Task statement: Filter the entries down to the lines holding "sign", then copy those lines.

Supplied records:
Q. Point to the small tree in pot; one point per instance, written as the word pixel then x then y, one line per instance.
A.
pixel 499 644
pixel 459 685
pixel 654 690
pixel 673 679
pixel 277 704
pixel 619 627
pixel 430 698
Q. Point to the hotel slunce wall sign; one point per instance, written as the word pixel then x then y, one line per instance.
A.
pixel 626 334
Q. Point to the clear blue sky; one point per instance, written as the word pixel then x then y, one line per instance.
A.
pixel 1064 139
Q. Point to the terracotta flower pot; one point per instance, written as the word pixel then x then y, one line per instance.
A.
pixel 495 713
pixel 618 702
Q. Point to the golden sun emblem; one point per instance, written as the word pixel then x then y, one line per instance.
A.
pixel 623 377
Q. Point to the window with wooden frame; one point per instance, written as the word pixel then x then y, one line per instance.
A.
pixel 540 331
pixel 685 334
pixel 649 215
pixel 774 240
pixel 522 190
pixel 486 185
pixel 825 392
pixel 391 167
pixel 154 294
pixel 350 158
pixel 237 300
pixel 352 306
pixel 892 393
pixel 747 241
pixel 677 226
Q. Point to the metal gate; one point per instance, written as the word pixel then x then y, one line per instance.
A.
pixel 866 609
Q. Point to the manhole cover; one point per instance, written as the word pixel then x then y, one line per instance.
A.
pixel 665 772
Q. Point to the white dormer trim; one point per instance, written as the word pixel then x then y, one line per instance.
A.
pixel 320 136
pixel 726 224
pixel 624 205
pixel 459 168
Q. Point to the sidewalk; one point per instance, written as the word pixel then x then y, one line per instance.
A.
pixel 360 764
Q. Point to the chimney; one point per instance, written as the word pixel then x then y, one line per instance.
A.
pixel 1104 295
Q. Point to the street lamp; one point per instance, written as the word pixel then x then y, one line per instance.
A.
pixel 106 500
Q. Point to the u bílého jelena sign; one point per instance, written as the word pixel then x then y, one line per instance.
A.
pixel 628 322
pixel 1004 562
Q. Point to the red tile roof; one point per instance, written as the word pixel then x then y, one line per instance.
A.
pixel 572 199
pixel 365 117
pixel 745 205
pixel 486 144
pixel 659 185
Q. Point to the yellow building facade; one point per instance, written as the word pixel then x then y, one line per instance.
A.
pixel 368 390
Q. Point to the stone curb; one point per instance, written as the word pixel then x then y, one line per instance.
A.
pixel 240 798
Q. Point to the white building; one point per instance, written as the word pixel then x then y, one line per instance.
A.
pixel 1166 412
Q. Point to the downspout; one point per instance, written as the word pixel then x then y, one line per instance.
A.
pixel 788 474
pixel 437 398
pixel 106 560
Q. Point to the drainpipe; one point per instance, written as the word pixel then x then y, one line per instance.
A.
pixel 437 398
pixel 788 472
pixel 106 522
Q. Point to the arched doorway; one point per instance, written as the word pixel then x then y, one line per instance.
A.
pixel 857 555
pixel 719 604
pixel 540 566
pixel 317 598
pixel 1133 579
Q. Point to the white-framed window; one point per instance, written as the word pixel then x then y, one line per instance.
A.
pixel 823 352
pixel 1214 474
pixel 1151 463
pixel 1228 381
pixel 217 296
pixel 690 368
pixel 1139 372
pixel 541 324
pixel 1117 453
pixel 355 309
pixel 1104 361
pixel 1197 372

Task result:
Q. Point to the hotel slunce wall sign; one point per instance, written as the word pixel then x then y, one line per instance.
Q. Point to the u bílého jelena sign; one point per instance, written as the word pixel then x then y, one line per instance.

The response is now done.